Provided text >>
————————
In [None]:
import sys
import timeit
import random

import numpy as np
import pandas as pd

from utils import list_methods

## Series

- Basic building block in pandas
- Vector; 1 dimensional collection of objects

### Construction and data types

In [None]:
# Construct Series from list of integers.
# Note: automatically converts to numpy int64 data type.
s = pd.Series([1, 2, 3, 4])
s

In [None]:
# Elements must all be of the same data type.
# Note: first string value triggers (widening) cast to object data type.
sobj = pd.Series(["1", 2, 3, 4])
sobj

In [None]:
# Big difference in memory usage...
print(f"Size s:     {sys.getsizeof(s) * 8:10d} bits.")
print(f"Size sobj:  {sys.getsizeof(sobj) * 8:10d} bits.")
print(f"Difference: {(sys.getsizeof(sobj) - sys.getsizeof(s)) * 8:10d} bits.")

In [None]:
# Categorical data type to the rescue!
n = 10
sobj = pd.Series(np.random.choice(["ja", "nee"], n))
scat = pd.Categorical(sobj)

In [None]:
# Categorical saves a lot of memory.
print(f"Size sobj:  {sys.getsizeof(sobj) * 8:10d} bits.")
print(f"Size scat:  {sys.getsizeof(scat) * 8:10d} bits.")
print(f"Difference: {(sys.getsizeof(sobj) - sys.getsizeof(scat)) * 8:10d} bits.")

In [None]:
# Note: memory saved depends a lot on cardinality; high cardinality corresponds to lower memory saving.

In [None]:
# Missing values can also cause implicit (widening) cast (int64 => float64).
# Casts are caused by the fact that np.nan is float type.
sf64 = pd.Series([1, 2, 3, 4, None])
sf64

In [None]:
# Newer versions of pandas implement pandas.NA (experimental):
# https://pandas.pydata.org/pandas-docs/stable/user_guide/integer_na.html#integer-na.
————————
Required tasks >>
[A] In the pandas notebook, what causes a Series with missing values to be cast from int64 to float64?
[B] Reproduce everything in the pandas notebook from "### Construction and" down to "same data type.".

Recorded information >>
————————
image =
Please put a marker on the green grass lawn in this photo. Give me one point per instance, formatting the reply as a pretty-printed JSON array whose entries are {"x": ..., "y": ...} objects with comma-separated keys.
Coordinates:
————————
Answers to the exercises >>
[A] The cast happens because np.nan is a float type.

[B]
### Construction and data types

In [None]:
# Construct Series from list of integers.
# Note: automatically converts to numpy int64 data type.
s = pd.Series([1, 2, 3, 4])
s

In [None]:
# Elements must all be of the same data type.